Rewrite the listing below, replacing every instance of "bounding region" with "bounding area" and leaving everything else unchanged.

____________

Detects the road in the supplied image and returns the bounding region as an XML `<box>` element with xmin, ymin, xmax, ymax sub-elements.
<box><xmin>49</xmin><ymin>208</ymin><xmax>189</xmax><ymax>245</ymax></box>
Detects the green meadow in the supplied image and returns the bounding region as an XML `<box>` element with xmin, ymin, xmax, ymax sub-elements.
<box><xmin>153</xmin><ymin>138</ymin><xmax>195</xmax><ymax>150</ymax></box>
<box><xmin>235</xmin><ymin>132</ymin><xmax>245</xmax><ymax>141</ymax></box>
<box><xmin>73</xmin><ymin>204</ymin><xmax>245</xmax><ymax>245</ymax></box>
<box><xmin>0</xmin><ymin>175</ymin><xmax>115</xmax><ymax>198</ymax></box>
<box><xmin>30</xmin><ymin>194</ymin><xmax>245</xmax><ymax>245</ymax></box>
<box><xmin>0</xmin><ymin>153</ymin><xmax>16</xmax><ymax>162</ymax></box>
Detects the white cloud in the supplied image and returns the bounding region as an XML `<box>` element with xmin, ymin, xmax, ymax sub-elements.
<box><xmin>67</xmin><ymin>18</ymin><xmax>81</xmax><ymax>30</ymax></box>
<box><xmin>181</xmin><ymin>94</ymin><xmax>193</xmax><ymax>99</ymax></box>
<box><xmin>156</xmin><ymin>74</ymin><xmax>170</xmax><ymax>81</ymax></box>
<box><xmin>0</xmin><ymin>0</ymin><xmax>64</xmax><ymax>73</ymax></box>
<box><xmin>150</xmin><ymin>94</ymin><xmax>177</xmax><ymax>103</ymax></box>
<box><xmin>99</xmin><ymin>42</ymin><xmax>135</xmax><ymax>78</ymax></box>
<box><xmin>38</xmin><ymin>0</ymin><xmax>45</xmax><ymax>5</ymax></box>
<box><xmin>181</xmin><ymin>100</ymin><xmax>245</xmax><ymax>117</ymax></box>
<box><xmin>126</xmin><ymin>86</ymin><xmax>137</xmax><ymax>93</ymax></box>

____________

• Finished answer:
Detects the road in the supplied image and returns the bounding area as an XML `<box>` element with xmin, ymin, xmax, ymax sub-elements.
<box><xmin>49</xmin><ymin>208</ymin><xmax>189</xmax><ymax>245</ymax></box>
Detects the green meadow in the supplied image and returns the bounding area as an XML `<box>` element with xmin, ymin, xmax, ymax sub-elements.
<box><xmin>153</xmin><ymin>138</ymin><xmax>195</xmax><ymax>150</ymax></box>
<box><xmin>235</xmin><ymin>132</ymin><xmax>245</xmax><ymax>141</ymax></box>
<box><xmin>73</xmin><ymin>204</ymin><xmax>245</xmax><ymax>245</ymax></box>
<box><xmin>0</xmin><ymin>175</ymin><xmax>115</xmax><ymax>198</ymax></box>
<box><xmin>30</xmin><ymin>194</ymin><xmax>245</xmax><ymax>245</ymax></box>
<box><xmin>0</xmin><ymin>153</ymin><xmax>16</xmax><ymax>162</ymax></box>
Detects the white cloud in the supplied image and returns the bounding area as an XML `<box>` element with xmin, ymin, xmax, ymax sub-elements.
<box><xmin>67</xmin><ymin>18</ymin><xmax>81</xmax><ymax>30</ymax></box>
<box><xmin>181</xmin><ymin>94</ymin><xmax>193</xmax><ymax>99</ymax></box>
<box><xmin>156</xmin><ymin>74</ymin><xmax>170</xmax><ymax>81</ymax></box>
<box><xmin>0</xmin><ymin>0</ymin><xmax>64</xmax><ymax>73</ymax></box>
<box><xmin>150</xmin><ymin>94</ymin><xmax>177</xmax><ymax>103</ymax></box>
<box><xmin>99</xmin><ymin>42</ymin><xmax>135</xmax><ymax>78</ymax></box>
<box><xmin>38</xmin><ymin>0</ymin><xmax>45</xmax><ymax>5</ymax></box>
<box><xmin>181</xmin><ymin>100</ymin><xmax>245</xmax><ymax>117</ymax></box>
<box><xmin>126</xmin><ymin>86</ymin><xmax>137</xmax><ymax>93</ymax></box>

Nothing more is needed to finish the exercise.